BEGIN

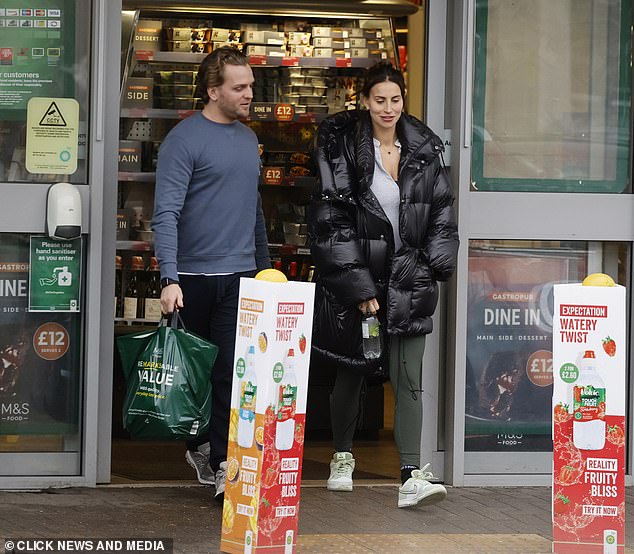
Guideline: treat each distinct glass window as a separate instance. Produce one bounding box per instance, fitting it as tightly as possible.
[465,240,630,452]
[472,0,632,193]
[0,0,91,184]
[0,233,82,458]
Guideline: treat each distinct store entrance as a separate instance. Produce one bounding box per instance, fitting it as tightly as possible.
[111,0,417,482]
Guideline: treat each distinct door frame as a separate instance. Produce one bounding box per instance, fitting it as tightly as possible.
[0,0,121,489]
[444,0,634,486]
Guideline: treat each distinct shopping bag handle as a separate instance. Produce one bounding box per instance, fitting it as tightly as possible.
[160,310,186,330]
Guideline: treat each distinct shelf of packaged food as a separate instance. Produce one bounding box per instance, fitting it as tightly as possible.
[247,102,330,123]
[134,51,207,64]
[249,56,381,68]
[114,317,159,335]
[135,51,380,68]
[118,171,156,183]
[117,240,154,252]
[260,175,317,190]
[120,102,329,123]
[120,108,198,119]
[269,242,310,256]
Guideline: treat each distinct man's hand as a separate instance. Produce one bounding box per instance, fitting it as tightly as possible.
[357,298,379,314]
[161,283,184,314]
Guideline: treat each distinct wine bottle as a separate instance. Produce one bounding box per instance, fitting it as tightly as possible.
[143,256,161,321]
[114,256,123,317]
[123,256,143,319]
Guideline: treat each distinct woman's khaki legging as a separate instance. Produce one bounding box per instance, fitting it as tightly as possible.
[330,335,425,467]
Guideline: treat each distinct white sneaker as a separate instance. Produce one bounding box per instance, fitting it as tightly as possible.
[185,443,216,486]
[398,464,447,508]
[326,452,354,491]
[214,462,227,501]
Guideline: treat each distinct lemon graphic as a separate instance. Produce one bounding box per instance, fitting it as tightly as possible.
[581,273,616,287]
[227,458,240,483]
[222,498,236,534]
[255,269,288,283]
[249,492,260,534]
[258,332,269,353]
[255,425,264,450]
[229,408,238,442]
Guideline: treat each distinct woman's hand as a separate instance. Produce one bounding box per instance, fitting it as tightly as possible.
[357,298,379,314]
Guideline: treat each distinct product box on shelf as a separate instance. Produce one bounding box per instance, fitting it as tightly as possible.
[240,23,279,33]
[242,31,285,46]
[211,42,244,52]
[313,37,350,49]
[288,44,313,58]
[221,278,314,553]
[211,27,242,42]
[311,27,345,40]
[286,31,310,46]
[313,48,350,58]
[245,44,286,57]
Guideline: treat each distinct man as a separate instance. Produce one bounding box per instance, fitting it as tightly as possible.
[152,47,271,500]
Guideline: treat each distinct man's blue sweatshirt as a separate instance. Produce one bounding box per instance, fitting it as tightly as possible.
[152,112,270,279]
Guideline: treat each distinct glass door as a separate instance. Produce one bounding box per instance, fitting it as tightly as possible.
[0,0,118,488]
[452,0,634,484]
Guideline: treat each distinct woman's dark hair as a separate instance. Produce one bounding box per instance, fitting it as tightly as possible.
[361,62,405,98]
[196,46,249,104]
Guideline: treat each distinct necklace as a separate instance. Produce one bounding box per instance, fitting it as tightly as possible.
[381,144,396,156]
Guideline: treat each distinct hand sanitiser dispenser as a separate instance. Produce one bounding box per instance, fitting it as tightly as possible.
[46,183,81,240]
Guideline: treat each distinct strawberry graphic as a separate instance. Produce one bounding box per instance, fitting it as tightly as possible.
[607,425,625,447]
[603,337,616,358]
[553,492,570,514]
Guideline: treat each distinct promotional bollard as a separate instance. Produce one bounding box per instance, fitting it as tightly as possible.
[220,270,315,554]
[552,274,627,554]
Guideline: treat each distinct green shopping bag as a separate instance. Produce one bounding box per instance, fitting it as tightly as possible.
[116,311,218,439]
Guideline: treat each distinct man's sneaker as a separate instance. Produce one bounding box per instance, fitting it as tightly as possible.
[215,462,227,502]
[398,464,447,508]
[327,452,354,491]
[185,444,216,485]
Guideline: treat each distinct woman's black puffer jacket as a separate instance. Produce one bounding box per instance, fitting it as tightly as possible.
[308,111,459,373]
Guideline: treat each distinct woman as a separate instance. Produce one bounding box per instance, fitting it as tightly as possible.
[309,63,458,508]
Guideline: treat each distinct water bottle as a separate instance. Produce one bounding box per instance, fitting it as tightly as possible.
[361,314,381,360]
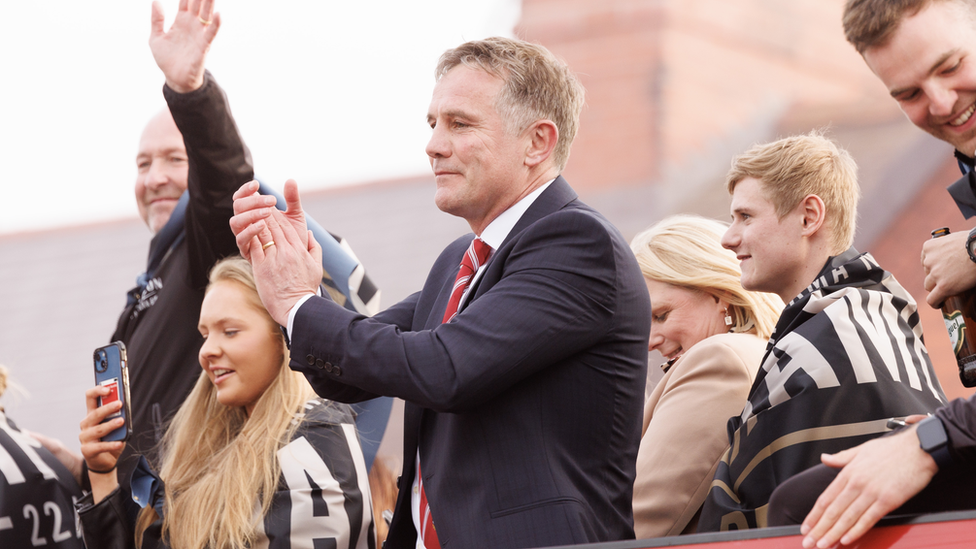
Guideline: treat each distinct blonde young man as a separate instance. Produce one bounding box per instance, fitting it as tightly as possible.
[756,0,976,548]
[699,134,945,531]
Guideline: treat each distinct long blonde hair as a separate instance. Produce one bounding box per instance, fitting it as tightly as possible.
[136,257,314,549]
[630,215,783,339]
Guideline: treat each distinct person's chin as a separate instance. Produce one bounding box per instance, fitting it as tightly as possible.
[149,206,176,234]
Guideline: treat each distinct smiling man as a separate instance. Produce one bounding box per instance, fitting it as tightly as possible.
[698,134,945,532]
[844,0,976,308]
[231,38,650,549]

END

● **WHAT IS EXPECTED**
List every line of the records that contains the string "woman", treating uppercase and lowercase as different.

● **ANSWER TO THIS TASK**
Guideline: treat each distinct woman's khaki legging as a separate instance. Produce one bounding box per instance, fitting it as tightly as possible.
Guideline: treat each distinct woman's hand as a separate instance. Produce one bounding box per instance, fitting it as tightly as possible.
Guideline: treat each distinct woman's dark hair as a separate instance. Produce one bounding box per instance, fitting it as tightly as possible.
Guideline: treat each distinct woman's black puffer jacket as a separate instance. Produce one bounding box per instance, fitting it as tightly as possible.
Guideline: treat each distinct woman as a separate instance. Produce one bounding box per instance, fitting it as tightly as possible.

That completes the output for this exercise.